Strange storage node errors

Kevin Leigeb

unread,

Aug 8, 2017, 5:02:08 PM8/8/17

to fhgfs...@googlegroups.com

I’ve just noticed the following errors in /var/log/beegfs-storage.log

(0) Aug07 19:46:59 Worker3-2 [WriteChunkFileMsg incoming] >> SocketException occurred: Receive timed out from: x.x.x.x:18267

(2) Aug07 19:46:59 Worker3-2 [WriteChunkFileMsg incoming] >> Details: sessionID: 67; fileHandle: 4709BA7E#1-5989096E-2; offset: 0; count: 524288

(3) Aug07 19:46:59 Worker3-2 [Work (process incoming msg)] >> Problem encountered during processing of a message. Disconnecting: x.x.x.x:18267

They are appearing on all 4 of our storage nodes and at the point they started appearing have been popping up approximately every 10 minutes or so in the logs. Has anyone seen this before? It appears to cause issues with the client that also prevent it from being restarted, save for rebooting the whole machine.

◆ Data:

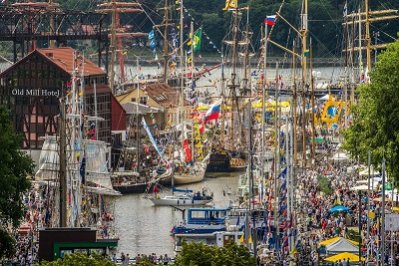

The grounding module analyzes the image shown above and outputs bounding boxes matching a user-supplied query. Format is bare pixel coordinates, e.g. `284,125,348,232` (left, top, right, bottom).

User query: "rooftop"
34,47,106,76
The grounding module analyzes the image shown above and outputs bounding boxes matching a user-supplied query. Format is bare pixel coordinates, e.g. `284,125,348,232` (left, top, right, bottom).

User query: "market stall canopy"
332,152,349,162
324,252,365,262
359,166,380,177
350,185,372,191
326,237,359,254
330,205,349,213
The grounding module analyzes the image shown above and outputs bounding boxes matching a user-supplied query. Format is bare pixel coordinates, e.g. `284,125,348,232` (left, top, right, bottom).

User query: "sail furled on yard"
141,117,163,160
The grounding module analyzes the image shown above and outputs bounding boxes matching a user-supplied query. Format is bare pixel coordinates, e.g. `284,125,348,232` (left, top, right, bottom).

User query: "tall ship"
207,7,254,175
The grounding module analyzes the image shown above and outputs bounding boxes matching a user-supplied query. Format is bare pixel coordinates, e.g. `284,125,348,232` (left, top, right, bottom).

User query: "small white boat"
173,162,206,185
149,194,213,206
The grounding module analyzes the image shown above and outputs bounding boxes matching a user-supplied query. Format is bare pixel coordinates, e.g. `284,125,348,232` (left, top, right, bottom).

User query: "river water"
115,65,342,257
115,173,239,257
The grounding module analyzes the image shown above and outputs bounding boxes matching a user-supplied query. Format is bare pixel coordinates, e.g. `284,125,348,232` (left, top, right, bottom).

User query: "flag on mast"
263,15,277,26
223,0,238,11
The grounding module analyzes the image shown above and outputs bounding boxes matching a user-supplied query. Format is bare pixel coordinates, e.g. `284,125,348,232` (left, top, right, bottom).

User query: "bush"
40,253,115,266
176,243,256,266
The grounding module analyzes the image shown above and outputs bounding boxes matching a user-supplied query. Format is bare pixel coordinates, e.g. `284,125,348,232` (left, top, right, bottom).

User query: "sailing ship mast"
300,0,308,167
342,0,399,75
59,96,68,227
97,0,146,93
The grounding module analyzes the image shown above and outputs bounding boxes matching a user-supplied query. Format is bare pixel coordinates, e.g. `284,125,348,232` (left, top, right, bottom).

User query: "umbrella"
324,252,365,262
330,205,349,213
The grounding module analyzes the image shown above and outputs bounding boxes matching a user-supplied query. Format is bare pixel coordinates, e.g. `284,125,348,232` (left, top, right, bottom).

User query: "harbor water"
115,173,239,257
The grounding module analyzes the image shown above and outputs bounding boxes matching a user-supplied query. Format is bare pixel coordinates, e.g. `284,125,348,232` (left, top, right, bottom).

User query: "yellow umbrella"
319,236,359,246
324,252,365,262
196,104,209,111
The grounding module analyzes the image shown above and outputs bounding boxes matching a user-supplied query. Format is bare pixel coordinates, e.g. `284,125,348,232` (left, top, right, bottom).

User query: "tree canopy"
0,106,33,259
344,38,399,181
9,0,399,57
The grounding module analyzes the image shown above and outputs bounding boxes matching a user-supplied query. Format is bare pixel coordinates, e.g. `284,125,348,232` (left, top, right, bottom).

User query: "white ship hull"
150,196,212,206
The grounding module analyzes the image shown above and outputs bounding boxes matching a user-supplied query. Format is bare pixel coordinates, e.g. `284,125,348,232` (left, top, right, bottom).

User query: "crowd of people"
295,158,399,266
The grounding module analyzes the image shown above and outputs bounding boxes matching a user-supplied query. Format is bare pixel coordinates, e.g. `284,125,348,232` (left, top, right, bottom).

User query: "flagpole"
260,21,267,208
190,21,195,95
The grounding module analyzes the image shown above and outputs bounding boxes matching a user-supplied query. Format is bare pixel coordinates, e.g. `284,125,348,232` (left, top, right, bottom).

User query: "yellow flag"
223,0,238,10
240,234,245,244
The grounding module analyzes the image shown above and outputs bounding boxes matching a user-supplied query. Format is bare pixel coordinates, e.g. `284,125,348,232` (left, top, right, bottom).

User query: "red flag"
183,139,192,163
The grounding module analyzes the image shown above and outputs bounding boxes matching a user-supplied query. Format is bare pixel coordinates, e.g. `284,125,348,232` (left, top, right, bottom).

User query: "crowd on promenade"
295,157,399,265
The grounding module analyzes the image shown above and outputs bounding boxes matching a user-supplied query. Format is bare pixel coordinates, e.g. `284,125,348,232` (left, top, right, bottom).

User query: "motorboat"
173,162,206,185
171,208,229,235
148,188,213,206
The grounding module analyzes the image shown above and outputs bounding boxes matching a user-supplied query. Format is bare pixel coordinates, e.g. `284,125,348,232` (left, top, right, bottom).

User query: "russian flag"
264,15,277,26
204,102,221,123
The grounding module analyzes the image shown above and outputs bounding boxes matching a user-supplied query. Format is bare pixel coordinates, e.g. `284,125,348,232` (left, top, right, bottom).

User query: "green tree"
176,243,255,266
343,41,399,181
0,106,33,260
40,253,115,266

==

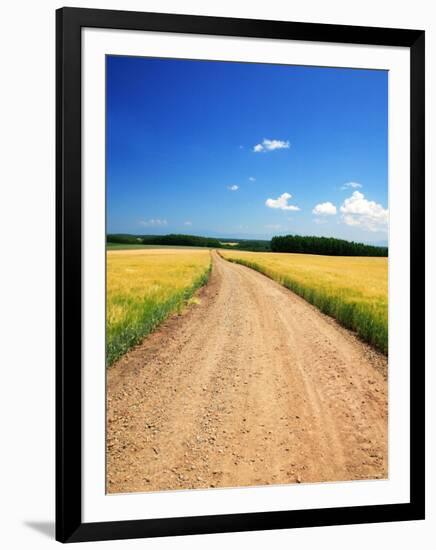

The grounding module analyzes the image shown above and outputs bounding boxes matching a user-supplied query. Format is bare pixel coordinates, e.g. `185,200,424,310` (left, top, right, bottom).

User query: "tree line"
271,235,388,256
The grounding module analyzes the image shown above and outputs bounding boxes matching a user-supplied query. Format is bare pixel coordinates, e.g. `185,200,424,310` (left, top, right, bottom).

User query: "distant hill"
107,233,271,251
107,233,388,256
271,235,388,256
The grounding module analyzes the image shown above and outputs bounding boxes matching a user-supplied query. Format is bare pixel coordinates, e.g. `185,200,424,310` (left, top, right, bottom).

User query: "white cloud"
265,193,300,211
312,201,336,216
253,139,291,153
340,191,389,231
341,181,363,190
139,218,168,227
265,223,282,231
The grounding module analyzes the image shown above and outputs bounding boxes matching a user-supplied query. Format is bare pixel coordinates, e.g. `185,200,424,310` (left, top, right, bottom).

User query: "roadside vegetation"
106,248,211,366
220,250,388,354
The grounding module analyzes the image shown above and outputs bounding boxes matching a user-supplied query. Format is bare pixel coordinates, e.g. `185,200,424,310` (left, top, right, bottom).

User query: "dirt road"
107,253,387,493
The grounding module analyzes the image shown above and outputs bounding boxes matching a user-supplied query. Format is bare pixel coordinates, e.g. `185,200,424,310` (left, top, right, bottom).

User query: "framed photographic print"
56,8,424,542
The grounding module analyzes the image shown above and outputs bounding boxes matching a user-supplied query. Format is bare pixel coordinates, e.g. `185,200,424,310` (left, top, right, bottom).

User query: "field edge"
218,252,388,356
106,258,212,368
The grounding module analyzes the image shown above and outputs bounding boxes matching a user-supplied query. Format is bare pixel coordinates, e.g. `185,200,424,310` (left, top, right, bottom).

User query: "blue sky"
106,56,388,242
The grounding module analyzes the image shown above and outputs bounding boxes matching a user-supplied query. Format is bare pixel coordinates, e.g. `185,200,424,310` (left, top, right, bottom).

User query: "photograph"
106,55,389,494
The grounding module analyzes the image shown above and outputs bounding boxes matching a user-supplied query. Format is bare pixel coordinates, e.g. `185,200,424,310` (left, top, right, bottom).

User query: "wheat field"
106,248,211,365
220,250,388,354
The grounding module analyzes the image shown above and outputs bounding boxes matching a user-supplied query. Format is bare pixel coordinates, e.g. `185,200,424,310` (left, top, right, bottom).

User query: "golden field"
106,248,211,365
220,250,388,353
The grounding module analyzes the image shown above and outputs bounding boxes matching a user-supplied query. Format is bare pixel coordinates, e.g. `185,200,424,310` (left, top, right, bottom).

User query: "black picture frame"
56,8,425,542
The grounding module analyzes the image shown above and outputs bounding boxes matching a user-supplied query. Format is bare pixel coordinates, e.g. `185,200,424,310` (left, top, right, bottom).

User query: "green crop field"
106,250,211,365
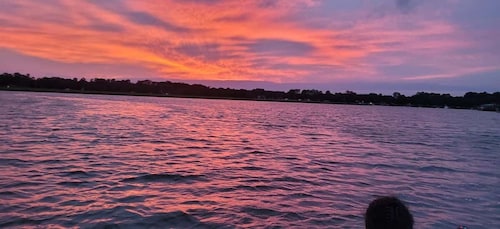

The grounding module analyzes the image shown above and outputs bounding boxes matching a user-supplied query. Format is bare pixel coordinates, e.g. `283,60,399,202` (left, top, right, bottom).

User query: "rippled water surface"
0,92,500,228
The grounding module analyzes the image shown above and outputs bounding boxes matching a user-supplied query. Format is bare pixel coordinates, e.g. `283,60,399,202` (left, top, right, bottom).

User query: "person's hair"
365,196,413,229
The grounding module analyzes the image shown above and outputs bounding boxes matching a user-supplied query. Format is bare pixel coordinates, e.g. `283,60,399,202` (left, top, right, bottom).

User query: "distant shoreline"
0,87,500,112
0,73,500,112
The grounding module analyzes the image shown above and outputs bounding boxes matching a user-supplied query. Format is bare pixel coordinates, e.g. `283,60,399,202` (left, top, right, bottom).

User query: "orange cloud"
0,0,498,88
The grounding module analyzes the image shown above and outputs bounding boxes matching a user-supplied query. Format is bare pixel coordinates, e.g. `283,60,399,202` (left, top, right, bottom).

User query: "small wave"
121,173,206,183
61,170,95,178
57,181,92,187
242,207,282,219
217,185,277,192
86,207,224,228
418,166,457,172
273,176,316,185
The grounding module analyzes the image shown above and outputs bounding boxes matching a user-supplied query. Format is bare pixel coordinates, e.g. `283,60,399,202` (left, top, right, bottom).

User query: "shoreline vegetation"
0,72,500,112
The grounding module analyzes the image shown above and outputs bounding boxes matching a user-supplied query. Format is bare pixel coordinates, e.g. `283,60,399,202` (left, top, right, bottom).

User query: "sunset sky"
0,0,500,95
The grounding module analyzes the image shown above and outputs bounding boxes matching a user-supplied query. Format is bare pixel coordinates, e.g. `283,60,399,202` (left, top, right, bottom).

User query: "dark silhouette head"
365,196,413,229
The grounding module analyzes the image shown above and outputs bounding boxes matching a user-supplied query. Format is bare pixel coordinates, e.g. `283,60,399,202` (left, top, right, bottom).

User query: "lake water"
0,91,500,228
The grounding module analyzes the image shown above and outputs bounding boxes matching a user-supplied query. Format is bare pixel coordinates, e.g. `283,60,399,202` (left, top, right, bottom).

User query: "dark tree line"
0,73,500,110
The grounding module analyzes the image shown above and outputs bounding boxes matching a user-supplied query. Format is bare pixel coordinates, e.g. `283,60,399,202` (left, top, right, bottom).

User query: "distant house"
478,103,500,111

◆ Your goal:
Answer these questions from the forum post on storage node errors:
1. In which log file were the errors noticed?
2. On how many storage nodes are the errors appearing?
3. According to the post, what is the only way to restart the affected client?

◆ Answer below:
1. /var/log/beegfs-storage.log
2. All 4 storage nodes.
3. Rebooting the whole machine.